━━ Dataset rows ━━

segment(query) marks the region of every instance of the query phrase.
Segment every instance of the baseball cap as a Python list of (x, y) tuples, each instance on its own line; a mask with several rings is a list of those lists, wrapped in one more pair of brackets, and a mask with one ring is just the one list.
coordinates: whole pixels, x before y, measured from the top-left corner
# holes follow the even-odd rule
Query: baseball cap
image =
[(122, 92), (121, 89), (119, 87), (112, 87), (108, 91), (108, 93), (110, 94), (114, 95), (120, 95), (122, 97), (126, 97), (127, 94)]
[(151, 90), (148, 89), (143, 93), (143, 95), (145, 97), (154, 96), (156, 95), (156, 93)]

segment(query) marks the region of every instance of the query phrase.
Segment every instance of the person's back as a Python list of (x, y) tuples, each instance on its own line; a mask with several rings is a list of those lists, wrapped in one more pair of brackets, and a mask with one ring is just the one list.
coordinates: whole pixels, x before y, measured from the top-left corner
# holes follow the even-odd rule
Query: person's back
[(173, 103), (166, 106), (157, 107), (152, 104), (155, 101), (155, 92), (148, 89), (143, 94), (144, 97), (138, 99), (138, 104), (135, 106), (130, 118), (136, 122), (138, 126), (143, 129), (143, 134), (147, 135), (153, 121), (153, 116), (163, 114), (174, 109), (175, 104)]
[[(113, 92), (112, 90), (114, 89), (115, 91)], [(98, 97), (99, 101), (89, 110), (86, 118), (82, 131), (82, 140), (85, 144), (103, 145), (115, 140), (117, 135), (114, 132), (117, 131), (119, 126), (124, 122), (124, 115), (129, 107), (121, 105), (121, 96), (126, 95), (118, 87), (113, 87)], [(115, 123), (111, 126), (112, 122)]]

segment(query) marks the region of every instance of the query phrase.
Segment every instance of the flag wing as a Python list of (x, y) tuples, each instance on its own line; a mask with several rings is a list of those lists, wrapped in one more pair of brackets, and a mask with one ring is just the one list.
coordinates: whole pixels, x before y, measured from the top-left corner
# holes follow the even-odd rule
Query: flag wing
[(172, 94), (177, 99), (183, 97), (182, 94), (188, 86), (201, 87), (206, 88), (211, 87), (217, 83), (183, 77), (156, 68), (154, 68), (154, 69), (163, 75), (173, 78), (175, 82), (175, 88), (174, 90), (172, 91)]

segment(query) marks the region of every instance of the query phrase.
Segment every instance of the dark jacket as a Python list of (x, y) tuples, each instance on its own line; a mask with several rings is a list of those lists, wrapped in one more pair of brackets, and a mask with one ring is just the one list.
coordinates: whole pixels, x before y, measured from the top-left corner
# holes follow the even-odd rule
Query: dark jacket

━━━

### [Exercise]
Starting at the beginning of the items and ending with the line that contains "126), (112, 122)]]", reproduce every line, requests included. Scale only the point coordinates in the answers by 2.3, rounding each to a whole number with halves rounded up.

### [Written response]
segment(query) marks the region of every instance of the query phrase.
Segment every instance of the baseball cap as a Python list of (x, y) tuples, each instance on its own line; a mask with several rings is a list of those lists, wrapped in one more pair of brackets, and a mask with one ring is just the one list.
coordinates: whole pixels, x before y, measured from the top-left corner
# holes follow the even-odd rule
Query: baseball cap
image =
[(281, 212), (278, 205), (274, 200), (258, 200), (248, 209), (248, 214), (253, 216), (262, 219), (276, 219), (281, 223), (290, 223), (292, 216)]
[(347, 207), (340, 205), (329, 214), (329, 219), (334, 223), (354, 221), (359, 219), (359, 214)]

segment(query) marks the region of every instance of the query phrase.
Segment every instance of the person's back as a Python list of (x, y) tuples, each instance on its own line; a mask with several rings is a list of those lists, wrapped in one more pair of brackets, and a mask with one ring is just the one list.
coordinates: whole pixels, x before y, measured from the top-left corner
# holes follow the even-odd rule
Query: person's back
[(398, 237), (382, 244), (361, 246), (350, 239), (357, 232), (357, 212), (340, 205), (329, 216), (331, 223), (317, 228), (317, 239), (311, 244), (299, 271), (313, 281), (317, 290), (329, 297), (329, 308), (338, 311), (352, 278), (352, 267), (375, 262), (400, 251), (403, 239)]
[[(260, 212), (258, 207), (262, 205), (265, 209)], [(225, 223), (228, 232), (205, 253), (198, 271), (189, 301), (189, 322), (196, 331), (237, 334), (265, 322), (269, 311), (262, 304), (269, 301), (274, 290), (285, 281), (285, 265), (297, 246), (278, 242), (278, 221), (290, 219), (271, 200), (260, 200)], [(265, 283), (255, 290), (258, 281)]]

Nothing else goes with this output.